• _EXERCISE_:
With no images included, output each entry below exactly as it appears.

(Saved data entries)
⟨

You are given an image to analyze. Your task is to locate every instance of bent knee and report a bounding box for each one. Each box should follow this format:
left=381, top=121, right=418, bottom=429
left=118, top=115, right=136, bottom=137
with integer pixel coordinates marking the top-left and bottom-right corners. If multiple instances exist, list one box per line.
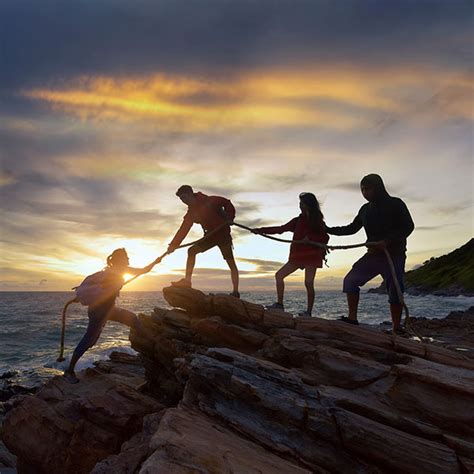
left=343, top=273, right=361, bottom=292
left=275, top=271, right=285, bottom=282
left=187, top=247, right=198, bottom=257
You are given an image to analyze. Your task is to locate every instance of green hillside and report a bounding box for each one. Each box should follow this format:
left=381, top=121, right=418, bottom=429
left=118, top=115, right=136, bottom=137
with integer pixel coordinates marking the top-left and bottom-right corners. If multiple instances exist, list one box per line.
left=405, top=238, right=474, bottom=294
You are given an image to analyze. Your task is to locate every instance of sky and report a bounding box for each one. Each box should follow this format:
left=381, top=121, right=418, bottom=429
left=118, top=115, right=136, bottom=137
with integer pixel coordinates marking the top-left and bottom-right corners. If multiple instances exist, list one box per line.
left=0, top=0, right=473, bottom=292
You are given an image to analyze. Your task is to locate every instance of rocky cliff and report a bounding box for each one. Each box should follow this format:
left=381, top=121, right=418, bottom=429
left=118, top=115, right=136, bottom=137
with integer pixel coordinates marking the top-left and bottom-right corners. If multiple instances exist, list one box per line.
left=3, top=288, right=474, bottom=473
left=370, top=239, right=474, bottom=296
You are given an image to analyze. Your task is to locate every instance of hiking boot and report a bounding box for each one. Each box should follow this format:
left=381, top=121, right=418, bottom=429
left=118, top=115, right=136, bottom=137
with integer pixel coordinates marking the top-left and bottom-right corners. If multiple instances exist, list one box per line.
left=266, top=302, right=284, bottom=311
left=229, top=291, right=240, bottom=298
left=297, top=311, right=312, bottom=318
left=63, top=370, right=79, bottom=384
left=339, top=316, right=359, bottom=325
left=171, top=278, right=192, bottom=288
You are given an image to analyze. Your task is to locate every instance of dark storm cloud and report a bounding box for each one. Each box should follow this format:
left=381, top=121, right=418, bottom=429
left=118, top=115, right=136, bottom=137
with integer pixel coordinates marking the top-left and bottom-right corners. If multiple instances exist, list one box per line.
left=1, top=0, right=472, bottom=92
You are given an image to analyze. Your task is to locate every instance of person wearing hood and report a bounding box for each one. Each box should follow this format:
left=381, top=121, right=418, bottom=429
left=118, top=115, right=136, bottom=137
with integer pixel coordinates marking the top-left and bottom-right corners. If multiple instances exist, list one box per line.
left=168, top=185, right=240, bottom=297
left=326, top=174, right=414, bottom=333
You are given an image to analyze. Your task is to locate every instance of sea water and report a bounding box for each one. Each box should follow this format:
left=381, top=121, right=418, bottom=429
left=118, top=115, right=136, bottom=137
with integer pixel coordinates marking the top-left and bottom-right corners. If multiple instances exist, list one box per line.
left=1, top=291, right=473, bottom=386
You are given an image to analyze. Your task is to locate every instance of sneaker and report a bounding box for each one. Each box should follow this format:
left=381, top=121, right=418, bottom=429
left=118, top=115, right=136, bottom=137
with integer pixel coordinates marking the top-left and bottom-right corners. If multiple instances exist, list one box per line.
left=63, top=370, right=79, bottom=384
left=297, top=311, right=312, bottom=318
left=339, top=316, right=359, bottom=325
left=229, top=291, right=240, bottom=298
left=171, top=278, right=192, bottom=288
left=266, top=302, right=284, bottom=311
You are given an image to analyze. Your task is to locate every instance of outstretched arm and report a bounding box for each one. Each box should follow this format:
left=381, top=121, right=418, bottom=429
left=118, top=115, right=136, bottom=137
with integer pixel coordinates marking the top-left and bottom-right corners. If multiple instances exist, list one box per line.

⟩

• _EXERCISE ANSWER_:
You are given an image to analyze. Your task is to locate every instance of bent knee and report a bounding box for each one. Each box should follow this format:
left=381, top=121, right=418, bottom=429
left=118, top=115, right=136, bottom=137
with integer pixel coordinates marking the top-left and bottom-right corners. If multiple instances exist, list one box per line.
left=343, top=273, right=361, bottom=292
left=275, top=271, right=285, bottom=282
left=187, top=247, right=198, bottom=257
You are given an image to analyze. Your task is to locate every instance of green hillside and report a bounding box for each one. Each box should follow this format:
left=381, top=121, right=418, bottom=429
left=118, top=115, right=136, bottom=137
with integer pixel coordinates marking the top-left and bottom-right corners. If multiple instances exist, list one box per line.
left=405, top=238, right=474, bottom=294
You are given an image to analyze. Your task is to locate every instance of sky and report a bounding box for each one. Each box should follow this format:
left=381, top=121, right=418, bottom=429
left=118, top=115, right=136, bottom=137
with integer pixel coordinates marking the top-left and bottom-right corners. If multiple instances exist, list one box per line.
left=0, top=0, right=473, bottom=292
You are given an image to analyze. Your task is to locate every instance of rocky cliff and report a bounding box for each one. Each box should follow this format:
left=381, top=121, right=418, bottom=429
left=118, top=115, right=136, bottom=137
with integer pixel coordinates marking the top-left and bottom-right corners. If multiple instances exist, list one box per line.
left=3, top=288, right=474, bottom=473
left=370, top=239, right=474, bottom=296
You are given an image to analyze. Your task is to locate every instance of hiking boot and report a bounding box for each one. Each box should follow this format:
left=381, top=121, right=418, bottom=429
left=118, top=115, right=136, bottom=137
with integer pixel coordinates marking the top-left and bottom-right corners. If multiple instances exist, list one box per line.
left=266, top=302, right=284, bottom=311
left=229, top=291, right=240, bottom=298
left=297, top=311, right=312, bottom=318
left=63, top=370, right=79, bottom=384
left=339, top=316, right=359, bottom=325
left=171, top=278, right=192, bottom=288
You are given an image to analyze. Your task is to locate every instance of dark storm cloud and report a bounding box for each one. Each box should follow this format:
left=381, top=121, right=418, bottom=429
left=118, top=115, right=136, bottom=137
with integer pixel coordinates marking the top-left and bottom-right corners. If multiple instances exist, list one box per line.
left=1, top=0, right=472, bottom=92
You are given an image to analyze. Your task is to locate every instance of person wearing hood and report a bounding box for each one. Each box should follow this format:
left=381, top=121, right=418, bottom=429
left=118, top=115, right=136, bottom=137
with integer pixel coordinates marking the top-left and bottom-right corners. If multiple instances exist, list one box per line.
left=168, top=185, right=240, bottom=297
left=326, top=174, right=414, bottom=333
You are given an image to analyze. Your task is to locate every instance of sea water and report a bounding box for each one. Each box should follow this format:
left=381, top=121, right=418, bottom=429
left=118, top=115, right=136, bottom=137
with integer pixel coordinates marking the top-left and bottom-right corners. If multiple instances exist, list one box per line.
left=1, top=291, right=473, bottom=386
You are given an image to analyze. Your task is to locate every instance of sneaker and report a bounding box for each one. Each box should follow this format:
left=381, top=121, right=418, bottom=429
left=118, top=115, right=136, bottom=137
with integer pixel coordinates marking the top-left and bottom-right corners. If multiple instances exist, list one box per line.
left=63, top=370, right=79, bottom=384
left=297, top=311, right=312, bottom=318
left=339, top=316, right=359, bottom=325
left=229, top=291, right=240, bottom=298
left=171, top=278, right=192, bottom=288
left=266, top=302, right=284, bottom=311
You are given an image to analyze. Your task is to locate every instance of outstretched arm and report a bounding box for each one. Each box should follow this format:
left=381, top=121, right=418, bottom=429
left=118, top=115, right=136, bottom=137
with integer pixel coordinates marking the top-left and bottom-right corners. If multiple instances exist, list one box per line.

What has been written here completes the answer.